[Object position labeling entries]
:::
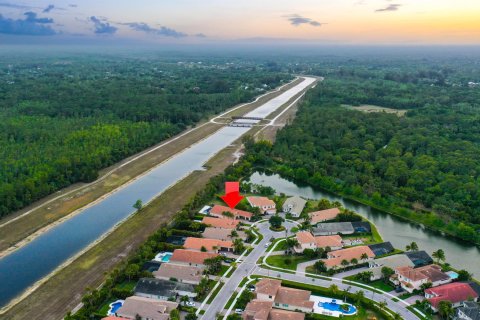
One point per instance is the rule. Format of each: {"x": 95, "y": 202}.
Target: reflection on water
{"x": 399, "y": 232}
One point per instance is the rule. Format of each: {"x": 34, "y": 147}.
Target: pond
{"x": 399, "y": 232}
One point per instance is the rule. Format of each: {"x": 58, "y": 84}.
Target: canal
{"x": 22, "y": 268}
{"x": 399, "y": 232}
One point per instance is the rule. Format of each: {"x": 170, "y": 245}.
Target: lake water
{"x": 24, "y": 267}
{"x": 399, "y": 232}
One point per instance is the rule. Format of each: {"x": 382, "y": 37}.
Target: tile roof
:::
WHAT THE EXERCISE ASKS:
Edit the entries above so that every "Target" becomes "Object", changing nothing else. Leave the pictures out of your version.

ANSWER TO THE TASK:
One point per instance is the rule. Format of each: {"x": 95, "y": 202}.
Object: reflection on water
{"x": 399, "y": 232}
One point per instance is the rule. Format of each: {"x": 34, "y": 147}.
Object: pond
{"x": 399, "y": 232}
One point per instance is the rule. Format of each: {"x": 58, "y": 84}.
Object: canal
{"x": 22, "y": 268}
{"x": 399, "y": 232}
One point per instance is the rule. Format of each: {"x": 170, "y": 245}.
Object: lake water
{"x": 24, "y": 267}
{"x": 399, "y": 232}
One point per instance is the rule. Format of each: {"x": 382, "y": 37}.
Object: tile roof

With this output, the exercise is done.